(Exercise brief) When a line in the entries below contains the word "curb", copy that line.

(Data)
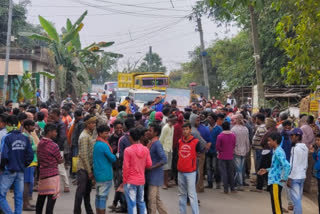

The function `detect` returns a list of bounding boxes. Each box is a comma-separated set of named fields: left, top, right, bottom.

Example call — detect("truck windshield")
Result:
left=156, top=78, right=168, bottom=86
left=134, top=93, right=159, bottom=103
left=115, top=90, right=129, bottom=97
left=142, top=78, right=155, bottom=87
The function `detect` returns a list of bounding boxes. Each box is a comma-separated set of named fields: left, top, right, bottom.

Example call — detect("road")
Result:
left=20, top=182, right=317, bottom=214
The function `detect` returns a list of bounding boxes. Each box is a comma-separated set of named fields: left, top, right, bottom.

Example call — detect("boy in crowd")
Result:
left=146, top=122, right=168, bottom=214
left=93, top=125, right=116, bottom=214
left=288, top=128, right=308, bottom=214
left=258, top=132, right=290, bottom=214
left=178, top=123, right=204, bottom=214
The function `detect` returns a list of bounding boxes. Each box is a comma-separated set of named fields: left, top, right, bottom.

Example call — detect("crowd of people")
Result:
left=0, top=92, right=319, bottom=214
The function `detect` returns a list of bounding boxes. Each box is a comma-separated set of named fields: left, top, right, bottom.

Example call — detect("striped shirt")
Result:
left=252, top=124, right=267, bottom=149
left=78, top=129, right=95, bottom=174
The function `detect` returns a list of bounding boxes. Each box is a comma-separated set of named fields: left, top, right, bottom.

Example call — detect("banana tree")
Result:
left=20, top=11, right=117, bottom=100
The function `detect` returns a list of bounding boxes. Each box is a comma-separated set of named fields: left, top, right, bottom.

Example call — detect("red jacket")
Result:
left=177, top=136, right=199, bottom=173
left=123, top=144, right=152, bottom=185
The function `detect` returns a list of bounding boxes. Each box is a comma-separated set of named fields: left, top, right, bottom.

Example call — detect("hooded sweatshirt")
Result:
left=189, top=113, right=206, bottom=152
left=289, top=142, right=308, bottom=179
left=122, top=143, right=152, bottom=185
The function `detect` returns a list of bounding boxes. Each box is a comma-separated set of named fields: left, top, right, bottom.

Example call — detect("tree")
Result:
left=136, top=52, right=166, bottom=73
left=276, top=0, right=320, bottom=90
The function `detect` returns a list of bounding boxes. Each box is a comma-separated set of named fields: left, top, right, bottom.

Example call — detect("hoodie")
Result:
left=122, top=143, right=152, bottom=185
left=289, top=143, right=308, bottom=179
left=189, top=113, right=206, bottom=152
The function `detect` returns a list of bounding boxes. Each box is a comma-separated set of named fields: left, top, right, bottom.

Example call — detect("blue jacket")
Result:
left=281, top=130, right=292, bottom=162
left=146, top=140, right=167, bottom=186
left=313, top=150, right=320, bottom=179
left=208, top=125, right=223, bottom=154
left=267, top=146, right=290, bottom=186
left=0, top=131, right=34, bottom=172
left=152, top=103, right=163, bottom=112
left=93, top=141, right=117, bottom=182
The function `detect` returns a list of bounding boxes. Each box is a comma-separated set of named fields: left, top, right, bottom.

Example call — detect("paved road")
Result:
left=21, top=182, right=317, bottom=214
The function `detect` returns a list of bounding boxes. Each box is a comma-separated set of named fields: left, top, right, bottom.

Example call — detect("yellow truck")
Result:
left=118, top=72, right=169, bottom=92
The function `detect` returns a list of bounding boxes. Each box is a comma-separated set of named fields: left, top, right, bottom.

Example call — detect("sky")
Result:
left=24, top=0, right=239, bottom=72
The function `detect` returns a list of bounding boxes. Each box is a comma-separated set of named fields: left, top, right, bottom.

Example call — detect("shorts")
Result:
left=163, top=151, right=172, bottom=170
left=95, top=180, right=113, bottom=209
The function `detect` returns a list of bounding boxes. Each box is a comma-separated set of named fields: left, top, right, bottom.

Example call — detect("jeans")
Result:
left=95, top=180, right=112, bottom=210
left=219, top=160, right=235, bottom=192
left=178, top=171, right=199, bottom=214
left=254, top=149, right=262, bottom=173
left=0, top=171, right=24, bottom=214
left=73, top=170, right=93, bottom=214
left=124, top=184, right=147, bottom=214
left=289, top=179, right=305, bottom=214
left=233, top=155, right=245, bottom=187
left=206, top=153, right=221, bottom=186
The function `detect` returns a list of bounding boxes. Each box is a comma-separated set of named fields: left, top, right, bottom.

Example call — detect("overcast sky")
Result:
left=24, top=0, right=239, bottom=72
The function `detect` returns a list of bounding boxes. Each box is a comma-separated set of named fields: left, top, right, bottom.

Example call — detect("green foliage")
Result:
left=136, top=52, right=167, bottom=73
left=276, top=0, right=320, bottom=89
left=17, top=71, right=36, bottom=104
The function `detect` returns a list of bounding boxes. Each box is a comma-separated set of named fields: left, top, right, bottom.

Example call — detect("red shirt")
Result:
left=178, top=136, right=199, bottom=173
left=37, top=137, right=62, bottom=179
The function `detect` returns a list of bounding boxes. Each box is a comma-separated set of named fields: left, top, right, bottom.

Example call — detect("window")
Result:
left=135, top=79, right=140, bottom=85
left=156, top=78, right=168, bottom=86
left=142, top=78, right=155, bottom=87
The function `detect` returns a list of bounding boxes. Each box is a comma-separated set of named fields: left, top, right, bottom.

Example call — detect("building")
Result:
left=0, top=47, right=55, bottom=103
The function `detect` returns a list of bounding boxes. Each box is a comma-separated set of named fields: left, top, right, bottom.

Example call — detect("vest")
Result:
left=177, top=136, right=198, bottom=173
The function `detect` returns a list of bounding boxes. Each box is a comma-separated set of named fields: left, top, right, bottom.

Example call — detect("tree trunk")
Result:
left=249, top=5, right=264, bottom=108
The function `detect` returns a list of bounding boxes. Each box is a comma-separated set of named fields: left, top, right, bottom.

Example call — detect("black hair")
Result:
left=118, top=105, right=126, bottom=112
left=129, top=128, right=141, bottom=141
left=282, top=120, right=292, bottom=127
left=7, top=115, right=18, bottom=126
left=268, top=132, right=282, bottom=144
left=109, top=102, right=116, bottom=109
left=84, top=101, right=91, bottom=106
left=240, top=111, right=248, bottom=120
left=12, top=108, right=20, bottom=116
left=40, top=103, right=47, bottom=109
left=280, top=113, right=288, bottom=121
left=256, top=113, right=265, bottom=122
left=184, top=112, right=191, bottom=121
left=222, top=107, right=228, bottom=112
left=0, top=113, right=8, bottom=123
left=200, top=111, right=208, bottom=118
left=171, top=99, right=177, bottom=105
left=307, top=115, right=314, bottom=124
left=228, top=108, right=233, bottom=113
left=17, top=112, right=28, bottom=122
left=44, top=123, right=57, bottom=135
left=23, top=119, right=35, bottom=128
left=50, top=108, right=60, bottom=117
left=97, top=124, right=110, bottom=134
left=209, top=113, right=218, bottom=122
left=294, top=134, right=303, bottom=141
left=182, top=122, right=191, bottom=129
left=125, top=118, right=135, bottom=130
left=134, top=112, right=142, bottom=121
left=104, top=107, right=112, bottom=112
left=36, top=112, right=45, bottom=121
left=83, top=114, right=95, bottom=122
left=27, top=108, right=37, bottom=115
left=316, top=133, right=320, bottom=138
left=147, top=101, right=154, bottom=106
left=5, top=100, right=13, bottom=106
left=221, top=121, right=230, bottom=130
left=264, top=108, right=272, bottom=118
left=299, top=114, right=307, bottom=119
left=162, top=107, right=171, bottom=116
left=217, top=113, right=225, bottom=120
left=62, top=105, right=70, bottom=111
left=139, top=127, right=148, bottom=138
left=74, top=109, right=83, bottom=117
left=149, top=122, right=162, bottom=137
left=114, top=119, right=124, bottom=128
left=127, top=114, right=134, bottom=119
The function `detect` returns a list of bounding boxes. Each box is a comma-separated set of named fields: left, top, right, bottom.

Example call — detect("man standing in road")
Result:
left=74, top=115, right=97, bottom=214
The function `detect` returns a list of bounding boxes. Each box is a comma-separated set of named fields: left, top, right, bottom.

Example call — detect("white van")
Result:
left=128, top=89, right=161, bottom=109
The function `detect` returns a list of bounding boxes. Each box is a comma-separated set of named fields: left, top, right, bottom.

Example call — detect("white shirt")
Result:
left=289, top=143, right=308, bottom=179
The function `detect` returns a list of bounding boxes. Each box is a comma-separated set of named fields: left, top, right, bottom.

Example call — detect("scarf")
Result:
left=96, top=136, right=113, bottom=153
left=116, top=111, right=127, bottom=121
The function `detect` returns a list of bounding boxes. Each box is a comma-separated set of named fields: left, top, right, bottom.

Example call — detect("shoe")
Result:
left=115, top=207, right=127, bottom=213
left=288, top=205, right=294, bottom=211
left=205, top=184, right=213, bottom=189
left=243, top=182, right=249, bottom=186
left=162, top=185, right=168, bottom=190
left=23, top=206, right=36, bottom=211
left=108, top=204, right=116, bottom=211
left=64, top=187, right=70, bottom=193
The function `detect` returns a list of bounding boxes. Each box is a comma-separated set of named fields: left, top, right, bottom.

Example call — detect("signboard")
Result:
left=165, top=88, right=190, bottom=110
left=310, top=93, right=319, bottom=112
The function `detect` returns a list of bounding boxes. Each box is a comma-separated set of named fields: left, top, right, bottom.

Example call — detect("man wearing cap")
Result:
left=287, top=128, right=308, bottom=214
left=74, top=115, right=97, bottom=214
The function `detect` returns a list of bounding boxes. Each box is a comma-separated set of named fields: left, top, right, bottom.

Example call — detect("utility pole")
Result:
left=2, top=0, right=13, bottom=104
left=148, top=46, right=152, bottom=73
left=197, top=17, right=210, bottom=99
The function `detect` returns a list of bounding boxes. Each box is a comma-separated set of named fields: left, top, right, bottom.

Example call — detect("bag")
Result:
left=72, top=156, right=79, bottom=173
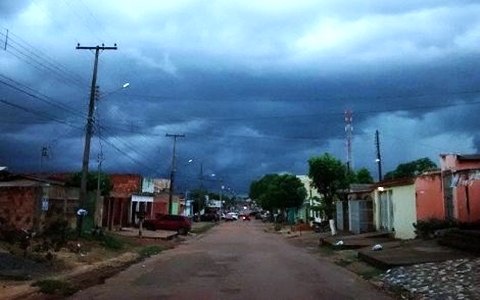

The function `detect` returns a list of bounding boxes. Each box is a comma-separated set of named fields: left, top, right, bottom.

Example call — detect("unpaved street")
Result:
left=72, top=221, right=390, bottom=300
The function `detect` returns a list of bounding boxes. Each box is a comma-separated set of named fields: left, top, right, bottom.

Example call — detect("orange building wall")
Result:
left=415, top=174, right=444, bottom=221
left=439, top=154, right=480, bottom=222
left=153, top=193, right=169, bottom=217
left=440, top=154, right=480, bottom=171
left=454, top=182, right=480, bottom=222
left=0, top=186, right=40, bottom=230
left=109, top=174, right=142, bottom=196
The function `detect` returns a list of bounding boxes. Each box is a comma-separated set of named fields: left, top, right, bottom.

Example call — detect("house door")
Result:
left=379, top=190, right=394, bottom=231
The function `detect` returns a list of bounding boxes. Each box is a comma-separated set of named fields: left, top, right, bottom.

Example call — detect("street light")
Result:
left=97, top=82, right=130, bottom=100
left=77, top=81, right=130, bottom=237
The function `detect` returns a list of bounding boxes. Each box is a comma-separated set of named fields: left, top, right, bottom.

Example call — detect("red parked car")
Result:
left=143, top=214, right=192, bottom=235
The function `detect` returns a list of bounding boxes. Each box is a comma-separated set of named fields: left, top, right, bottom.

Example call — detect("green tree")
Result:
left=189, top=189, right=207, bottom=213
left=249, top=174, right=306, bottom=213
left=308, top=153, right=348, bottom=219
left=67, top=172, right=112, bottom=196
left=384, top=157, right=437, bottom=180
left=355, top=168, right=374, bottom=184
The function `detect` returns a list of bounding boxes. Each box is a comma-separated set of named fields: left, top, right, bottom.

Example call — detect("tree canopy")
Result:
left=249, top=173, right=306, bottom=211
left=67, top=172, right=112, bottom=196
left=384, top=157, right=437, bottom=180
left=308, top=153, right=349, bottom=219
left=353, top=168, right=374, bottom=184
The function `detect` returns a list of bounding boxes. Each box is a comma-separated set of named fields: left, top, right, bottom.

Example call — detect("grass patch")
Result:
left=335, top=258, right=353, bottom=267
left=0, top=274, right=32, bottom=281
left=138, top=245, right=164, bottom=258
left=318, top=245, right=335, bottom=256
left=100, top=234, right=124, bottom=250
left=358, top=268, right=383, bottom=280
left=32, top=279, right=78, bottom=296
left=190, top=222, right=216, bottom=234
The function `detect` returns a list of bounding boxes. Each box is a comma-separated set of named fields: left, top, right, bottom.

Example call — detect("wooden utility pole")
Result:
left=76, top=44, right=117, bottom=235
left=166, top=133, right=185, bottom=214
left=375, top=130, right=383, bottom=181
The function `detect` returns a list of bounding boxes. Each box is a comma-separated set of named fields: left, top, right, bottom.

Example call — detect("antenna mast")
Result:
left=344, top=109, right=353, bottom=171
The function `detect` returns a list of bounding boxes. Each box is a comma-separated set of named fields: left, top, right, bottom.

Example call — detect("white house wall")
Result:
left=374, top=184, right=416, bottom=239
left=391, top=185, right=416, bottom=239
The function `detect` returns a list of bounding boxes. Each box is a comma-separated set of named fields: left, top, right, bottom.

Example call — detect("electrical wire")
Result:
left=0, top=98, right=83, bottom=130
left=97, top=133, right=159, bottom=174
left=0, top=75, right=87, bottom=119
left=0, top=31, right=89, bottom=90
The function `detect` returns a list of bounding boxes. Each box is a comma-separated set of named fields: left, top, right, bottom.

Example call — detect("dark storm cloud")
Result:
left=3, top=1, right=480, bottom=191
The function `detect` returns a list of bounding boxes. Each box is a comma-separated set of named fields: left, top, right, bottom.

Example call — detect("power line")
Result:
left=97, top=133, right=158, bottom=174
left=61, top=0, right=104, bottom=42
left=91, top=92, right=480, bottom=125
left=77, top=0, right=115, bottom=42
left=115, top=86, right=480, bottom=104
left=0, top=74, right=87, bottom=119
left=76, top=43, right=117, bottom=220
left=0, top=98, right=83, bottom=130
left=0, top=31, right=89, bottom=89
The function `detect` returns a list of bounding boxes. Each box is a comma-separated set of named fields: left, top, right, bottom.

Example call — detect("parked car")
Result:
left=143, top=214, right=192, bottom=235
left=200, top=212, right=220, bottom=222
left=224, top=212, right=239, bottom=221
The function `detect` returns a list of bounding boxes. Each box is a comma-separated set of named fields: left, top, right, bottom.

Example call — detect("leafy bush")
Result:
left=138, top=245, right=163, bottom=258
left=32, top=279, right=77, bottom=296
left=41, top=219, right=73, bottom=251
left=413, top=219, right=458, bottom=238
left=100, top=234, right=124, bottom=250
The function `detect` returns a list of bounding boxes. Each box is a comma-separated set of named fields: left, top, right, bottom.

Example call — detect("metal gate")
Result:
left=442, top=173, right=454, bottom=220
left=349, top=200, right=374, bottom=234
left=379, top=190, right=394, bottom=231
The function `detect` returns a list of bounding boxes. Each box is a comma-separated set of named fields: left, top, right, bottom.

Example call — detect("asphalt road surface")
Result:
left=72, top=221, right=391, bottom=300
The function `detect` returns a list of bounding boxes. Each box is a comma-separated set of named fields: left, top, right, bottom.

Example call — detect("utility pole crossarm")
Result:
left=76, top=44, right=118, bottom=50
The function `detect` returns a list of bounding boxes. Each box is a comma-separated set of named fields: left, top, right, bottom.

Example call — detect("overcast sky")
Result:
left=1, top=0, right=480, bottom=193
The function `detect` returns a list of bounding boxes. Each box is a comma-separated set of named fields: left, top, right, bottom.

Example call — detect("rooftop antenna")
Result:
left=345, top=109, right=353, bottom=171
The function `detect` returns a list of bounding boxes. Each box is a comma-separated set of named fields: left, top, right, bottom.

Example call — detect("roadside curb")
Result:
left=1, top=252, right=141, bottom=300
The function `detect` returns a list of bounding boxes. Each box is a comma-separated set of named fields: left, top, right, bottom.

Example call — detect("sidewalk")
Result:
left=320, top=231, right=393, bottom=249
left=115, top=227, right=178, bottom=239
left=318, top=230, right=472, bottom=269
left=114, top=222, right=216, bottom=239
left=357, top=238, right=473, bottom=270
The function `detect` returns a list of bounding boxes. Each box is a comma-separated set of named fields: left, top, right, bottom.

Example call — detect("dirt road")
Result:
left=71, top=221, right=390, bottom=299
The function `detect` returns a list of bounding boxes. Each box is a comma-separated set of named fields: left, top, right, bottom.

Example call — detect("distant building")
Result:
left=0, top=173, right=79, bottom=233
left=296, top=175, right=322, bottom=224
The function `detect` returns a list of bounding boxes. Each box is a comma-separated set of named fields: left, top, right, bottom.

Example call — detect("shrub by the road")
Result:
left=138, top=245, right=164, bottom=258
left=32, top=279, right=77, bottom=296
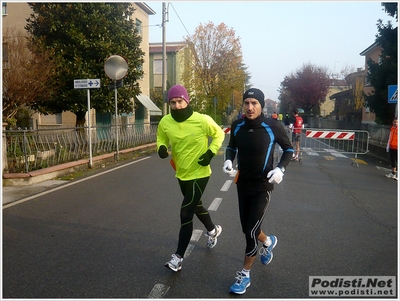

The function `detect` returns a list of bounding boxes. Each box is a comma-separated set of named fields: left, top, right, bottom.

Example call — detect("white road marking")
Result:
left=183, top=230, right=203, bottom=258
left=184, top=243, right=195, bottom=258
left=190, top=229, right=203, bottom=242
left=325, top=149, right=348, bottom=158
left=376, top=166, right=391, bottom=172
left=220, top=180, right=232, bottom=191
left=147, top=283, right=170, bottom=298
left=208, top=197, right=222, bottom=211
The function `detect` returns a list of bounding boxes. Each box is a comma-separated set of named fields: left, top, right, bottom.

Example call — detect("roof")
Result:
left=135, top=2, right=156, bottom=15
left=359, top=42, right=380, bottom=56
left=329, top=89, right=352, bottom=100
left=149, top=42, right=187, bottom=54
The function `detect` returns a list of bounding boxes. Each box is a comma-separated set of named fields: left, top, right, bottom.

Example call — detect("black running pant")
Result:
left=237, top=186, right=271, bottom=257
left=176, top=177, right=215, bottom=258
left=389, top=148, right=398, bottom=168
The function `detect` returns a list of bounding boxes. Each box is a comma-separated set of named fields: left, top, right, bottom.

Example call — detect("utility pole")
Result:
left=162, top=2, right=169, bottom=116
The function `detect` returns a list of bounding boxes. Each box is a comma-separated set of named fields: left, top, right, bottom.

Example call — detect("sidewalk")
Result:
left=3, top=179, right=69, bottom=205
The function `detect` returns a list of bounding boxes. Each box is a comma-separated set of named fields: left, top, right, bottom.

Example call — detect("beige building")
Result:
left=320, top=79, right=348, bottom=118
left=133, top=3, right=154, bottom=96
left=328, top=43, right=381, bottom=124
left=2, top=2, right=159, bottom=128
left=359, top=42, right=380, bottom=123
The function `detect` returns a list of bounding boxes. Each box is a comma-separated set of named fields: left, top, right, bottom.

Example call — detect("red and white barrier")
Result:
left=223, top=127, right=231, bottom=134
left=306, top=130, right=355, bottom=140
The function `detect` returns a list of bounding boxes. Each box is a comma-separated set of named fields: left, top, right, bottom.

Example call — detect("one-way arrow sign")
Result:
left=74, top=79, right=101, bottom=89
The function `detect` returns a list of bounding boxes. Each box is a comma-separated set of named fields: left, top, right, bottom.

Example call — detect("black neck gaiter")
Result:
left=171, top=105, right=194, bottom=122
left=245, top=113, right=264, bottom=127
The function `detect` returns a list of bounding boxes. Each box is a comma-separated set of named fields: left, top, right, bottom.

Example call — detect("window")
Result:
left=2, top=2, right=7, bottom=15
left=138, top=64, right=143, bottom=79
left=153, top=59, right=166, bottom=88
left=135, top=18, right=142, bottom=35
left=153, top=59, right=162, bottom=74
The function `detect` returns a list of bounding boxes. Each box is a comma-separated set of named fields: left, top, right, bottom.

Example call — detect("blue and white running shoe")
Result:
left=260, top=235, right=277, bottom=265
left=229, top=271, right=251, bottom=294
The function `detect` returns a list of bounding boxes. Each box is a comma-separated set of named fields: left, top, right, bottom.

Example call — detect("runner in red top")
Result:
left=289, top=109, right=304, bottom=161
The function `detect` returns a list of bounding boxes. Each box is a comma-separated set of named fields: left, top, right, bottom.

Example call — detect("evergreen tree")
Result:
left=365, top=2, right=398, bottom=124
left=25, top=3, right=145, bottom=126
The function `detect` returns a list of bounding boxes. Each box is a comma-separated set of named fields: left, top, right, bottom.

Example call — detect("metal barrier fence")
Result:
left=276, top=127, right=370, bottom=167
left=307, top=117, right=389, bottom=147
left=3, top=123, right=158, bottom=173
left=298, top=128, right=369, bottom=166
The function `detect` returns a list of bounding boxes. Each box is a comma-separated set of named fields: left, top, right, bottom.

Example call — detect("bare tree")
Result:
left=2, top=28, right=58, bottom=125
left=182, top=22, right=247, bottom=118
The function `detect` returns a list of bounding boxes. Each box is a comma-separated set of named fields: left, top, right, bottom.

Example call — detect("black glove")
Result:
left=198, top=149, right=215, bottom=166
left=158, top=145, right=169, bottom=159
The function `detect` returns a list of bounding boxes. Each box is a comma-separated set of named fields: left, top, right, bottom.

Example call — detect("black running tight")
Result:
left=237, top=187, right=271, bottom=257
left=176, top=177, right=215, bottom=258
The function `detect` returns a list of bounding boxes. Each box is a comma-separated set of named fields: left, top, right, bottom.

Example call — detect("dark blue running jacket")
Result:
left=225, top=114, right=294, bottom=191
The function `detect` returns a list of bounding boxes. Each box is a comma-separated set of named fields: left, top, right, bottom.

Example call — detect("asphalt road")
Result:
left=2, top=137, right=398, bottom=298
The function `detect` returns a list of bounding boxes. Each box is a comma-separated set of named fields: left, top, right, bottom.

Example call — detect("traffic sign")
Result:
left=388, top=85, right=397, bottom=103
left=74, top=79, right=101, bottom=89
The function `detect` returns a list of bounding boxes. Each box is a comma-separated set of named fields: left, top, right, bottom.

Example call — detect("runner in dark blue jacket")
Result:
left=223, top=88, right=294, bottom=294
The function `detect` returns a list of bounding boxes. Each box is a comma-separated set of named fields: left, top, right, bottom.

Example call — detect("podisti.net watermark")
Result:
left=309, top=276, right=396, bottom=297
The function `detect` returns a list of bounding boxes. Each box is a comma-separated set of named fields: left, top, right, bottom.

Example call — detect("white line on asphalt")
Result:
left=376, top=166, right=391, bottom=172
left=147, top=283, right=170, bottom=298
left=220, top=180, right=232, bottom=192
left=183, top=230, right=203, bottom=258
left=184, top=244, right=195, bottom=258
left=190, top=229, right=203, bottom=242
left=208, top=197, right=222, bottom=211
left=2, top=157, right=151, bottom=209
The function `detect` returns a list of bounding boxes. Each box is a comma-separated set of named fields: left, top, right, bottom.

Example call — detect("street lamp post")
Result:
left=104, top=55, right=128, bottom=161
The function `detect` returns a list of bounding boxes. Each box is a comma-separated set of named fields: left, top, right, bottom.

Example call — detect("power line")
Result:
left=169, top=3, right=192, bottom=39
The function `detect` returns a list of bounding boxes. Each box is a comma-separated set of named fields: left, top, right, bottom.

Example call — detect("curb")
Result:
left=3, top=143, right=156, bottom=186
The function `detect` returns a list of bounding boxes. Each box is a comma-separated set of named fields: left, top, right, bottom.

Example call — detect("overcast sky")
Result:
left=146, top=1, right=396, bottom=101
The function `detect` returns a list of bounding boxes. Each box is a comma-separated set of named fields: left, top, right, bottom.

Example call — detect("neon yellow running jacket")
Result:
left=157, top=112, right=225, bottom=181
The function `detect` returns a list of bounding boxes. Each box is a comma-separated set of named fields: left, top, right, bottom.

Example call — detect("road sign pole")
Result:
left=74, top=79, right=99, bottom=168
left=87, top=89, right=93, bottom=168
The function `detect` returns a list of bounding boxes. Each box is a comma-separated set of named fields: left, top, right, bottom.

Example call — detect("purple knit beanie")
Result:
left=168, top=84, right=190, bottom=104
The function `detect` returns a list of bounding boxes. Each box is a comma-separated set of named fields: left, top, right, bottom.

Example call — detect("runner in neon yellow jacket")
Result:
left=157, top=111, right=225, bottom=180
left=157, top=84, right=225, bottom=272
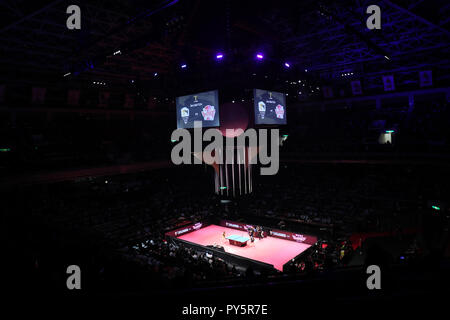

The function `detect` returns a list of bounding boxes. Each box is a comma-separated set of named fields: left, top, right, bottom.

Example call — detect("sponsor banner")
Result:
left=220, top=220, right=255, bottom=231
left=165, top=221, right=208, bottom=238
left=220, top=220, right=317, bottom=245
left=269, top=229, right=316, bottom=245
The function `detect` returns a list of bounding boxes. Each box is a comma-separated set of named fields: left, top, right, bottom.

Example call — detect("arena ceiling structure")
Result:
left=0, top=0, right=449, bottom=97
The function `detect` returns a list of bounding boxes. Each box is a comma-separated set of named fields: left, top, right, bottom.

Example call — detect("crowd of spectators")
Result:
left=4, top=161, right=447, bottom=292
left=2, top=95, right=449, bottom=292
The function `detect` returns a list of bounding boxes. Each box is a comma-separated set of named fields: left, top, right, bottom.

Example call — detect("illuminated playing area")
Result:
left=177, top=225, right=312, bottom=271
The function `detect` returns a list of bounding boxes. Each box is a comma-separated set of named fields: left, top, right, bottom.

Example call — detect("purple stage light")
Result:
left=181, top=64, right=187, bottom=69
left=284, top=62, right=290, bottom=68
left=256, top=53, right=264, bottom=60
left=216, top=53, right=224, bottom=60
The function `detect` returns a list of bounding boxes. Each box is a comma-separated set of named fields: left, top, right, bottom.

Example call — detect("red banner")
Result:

(Written reply)
Example call — detect("roadside curb")
Example call — detect("curb")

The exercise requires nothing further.